### Texto fuente
☆ ☆ ☆ ☆ ☆ ☆ ☆
Armando Zerolo | 08 de junio de 2021
La nación, que integra territorio y cultura, podría dejar de ser patria para acabar siendo el ámbito subjetivo de nuestros afectos y la arena donde batallen nuestros resentimientos.
Mi abuela nos decía que era muy difícil que comprendiésemos lo mucho que a ella le había supuesto ver la evolución desde el arado romano hasta la llegada del hombre a la Luna. Una tecnología milenaria como el arado y el barbecho quedó obsoleta en el escaso lapso de cincuenta años.
Los machos uncidos al yugo marcaron la liturgia, el calendario festivo y el tamaño de los pueblos durante siglos, y ella pertenecía a ese mundo cultural. La vida afectiva de los hombres estaba muy condicionada por el modo de relacionarse con la tierra. Las estaciones, el sol, la Luna y las estrellas hablaban de cuándo plantar los ajos y sembrar la mies. Los santos daban nombre a las siembras y las cosechas, a la matanza y la vendimia. San Roque, san Martín y san Blas eran señales en un calendario que poco entendía de números.
El tamaño de los pueblos también estaba condicionado por la tierra, la técnica y el trabajo. La distancia del hogar al campo no podía ser tan grande como para impedir que el campesino trabajase lo suficiente y pudiese volver a descansar. El radio que marcaba la distancia de la casa al campo estaba definido por la velocidad del medio de transporte, que normalmente era una mula. Esto explica que la mayor parte de las llanuras europeas estén configuradas todavía hoy por pequeñas poblaciones rodeadas de telares de cultivo y masas boscosas.
☆ ☆ ☆ ☆ ☆ ☆ ☆
### Datos listados
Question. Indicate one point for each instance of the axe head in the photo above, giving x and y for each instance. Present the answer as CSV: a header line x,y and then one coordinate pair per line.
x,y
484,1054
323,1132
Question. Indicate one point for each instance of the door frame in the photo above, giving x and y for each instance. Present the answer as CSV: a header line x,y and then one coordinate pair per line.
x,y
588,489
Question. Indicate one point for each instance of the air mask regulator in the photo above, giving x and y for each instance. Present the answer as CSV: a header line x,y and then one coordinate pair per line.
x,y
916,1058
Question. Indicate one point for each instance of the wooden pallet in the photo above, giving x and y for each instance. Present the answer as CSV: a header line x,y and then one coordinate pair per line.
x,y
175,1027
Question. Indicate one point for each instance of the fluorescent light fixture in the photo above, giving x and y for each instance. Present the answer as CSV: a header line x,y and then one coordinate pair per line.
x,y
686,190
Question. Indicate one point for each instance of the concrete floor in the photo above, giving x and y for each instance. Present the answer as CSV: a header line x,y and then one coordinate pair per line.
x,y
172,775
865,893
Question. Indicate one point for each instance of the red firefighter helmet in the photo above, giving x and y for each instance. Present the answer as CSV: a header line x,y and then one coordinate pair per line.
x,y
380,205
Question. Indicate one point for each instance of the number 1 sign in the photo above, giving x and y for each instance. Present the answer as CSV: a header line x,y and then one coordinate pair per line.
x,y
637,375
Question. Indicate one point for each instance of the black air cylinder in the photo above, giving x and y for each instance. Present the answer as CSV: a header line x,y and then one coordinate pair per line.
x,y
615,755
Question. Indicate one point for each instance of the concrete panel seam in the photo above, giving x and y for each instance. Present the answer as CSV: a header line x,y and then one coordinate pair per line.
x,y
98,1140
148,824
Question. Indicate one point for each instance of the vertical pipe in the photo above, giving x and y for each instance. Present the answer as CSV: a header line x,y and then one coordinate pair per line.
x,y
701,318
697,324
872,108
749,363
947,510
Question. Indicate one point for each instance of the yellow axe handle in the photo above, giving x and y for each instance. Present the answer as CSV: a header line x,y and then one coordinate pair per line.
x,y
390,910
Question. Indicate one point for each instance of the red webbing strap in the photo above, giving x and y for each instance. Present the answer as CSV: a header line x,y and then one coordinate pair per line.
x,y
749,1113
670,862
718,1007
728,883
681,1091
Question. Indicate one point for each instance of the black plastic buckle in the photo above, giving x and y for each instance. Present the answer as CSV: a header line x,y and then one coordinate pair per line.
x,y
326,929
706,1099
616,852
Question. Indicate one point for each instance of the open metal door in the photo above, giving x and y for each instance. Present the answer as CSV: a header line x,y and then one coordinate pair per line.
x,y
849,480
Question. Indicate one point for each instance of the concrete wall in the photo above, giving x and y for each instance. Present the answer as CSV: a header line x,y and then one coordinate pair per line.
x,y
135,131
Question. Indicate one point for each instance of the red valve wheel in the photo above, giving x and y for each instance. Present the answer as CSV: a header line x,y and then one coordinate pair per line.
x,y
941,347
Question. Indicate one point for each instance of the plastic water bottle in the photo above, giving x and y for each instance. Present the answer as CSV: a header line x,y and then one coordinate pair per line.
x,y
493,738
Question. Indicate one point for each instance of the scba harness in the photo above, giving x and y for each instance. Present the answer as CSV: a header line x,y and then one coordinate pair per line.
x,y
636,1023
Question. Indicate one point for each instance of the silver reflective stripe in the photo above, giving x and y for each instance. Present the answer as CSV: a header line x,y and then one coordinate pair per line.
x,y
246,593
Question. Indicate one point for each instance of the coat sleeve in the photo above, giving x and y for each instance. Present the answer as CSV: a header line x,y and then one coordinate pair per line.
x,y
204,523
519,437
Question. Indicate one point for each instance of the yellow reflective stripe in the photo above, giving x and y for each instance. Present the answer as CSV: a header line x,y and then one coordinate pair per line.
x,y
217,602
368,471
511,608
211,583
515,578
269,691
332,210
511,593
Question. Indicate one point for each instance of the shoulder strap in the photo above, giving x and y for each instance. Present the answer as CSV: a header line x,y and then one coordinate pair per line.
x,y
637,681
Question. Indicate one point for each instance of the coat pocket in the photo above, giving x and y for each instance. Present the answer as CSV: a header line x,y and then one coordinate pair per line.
☆ ☆ ☆ ☆ ☆ ☆ ☆
### Tareas
a) Indica si cada afirmación concuerda con el texto sobre el arado y los pueblos: (i) la abuela presenció el paso del arado romano a la llegada del hombre a la Luna; (ii) el radio entre la casa y el campo lo fijaba la velocidad de un caballo; (iii) el arado quedó obsoleto en unos cien años. Responde sí o no en cada caso y cita literalmente las palabras del texto que lo deciden.
b) Prosigue el texto sobre el arado y los pueblos a partir de su última oración.

### Salidas esperadas
a)
(i) Sí: "lo mucho que a ella le había supuesto ver la evolución desde el arado romano hasta la llegada del hombre a la Luna".
(ii) No: "estaba definido por la velocidad del medio de transporte, que normalmente era una mula".
(iii) No: "quedó obsoleta en el escaso lapso de cincuenta años".

b)
El núcleo urbano se estiró gracias a nuevos medios de transporte. Aún recuerdo ver a señores mayores con una BH y su caja de madera atada al trasportín desplazándose por los caminos alquitranados de Castilla La Vieja. Y aquella bicicleta, que en ocasiones era una Mobilette naranja, amplió el radio de los pueblos, los ensanchó y alargó, porque acortó el tiempo. Nada en comparación con el efecto que el «cuatro latas» y «el dos caballos» causaron en la revolución del hombre libre castellano, que pudo poseer más y mejores tierras, propias, cultivadas por él, sin dueño ni señor, hasta entonces inasequibles por distancia. Poder ir y volver al lugar de trabajo seguía siendo la condición.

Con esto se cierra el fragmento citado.